No auge da Segunda Guerra Mundial, em 1941-42, enquanto as tropas de Hitler marchavam nos territórios habitados por muçulmanos na África do Norte, os Balcãs, Criméia e o Cáucaso e se aproximava do Oriente Médio e Ásia Central, diplomatas em Berlim começaram a ver o Islã como politicamente significativo. Nos anos seguintes, eles fizeram tentativas significativas para promover uma aliança com o “mundo islâmico” contra os supostos inimigos de ambos: o Império Britânico, a União Soviética, a América e os judeus.

Mesmo assim, a razão pelo engajamento do Terceiro reich com o Islã não era somente que regiões habitadas por muçulmanos tornaram-se também zonas de guerra, mas também, talvez mais importante, é que simultaneamente a situação militar da Alemanha havia se deteriorado. Na União Soviética, a estratégia da Blitzkrieg de Hitler falhou. Enquanto a Wehrmacht era pressionada, Berlim começou a buscar coalizões de guerra mais amplas, assim demonstrando um pragmatismo extraordinário. O cortejo dos muçulmanos era para pacificar os territórios ocupados e mobilizar os crentes a lutarem ao lado dos exércitos alemães.

......

# TAREFA 1:
Reproduza do trecho sobre o Terceiro Reich e o Islã a parte entre "No auge da Segunda" e "e os judeus.", inclusive.

......

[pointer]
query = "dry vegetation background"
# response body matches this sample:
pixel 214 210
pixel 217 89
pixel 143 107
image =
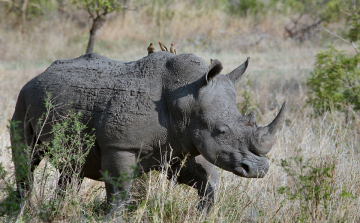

......

# TAREFA 2:
Edite todas as linhas extraídas acima, substituindo "dry" por "withered" e mantendo todo o resto igual. Deixe as imagens fora da resposta.

# RESPOSTA COMPLETA 1:
No auge da Segunda Guerra Mundial, em 1941-42, enquanto as tropas de Hitler marchavam nos territórios habitados por muçulmanos na África do Norte, os Balcãs, Criméia e o Cáucaso e se aproximava do Oriente Médio e Ásia Central, diplomatas em Berlim começaram a ver o Islã como politicamente significativo. Nos anos seguintes, eles fizeram tentativas significativas para promover uma aliança com o “mundo islâmico” contra os supostos inimigos de ambos: o Império Britânico, a União Soviética, a América e os judeus.

# RESPOSTA COMPLETA 2:
[pointer]
query = "withered vegetation background"
# response body matches this sample:
pixel 214 210
pixel 217 89
pixel 143 107
image =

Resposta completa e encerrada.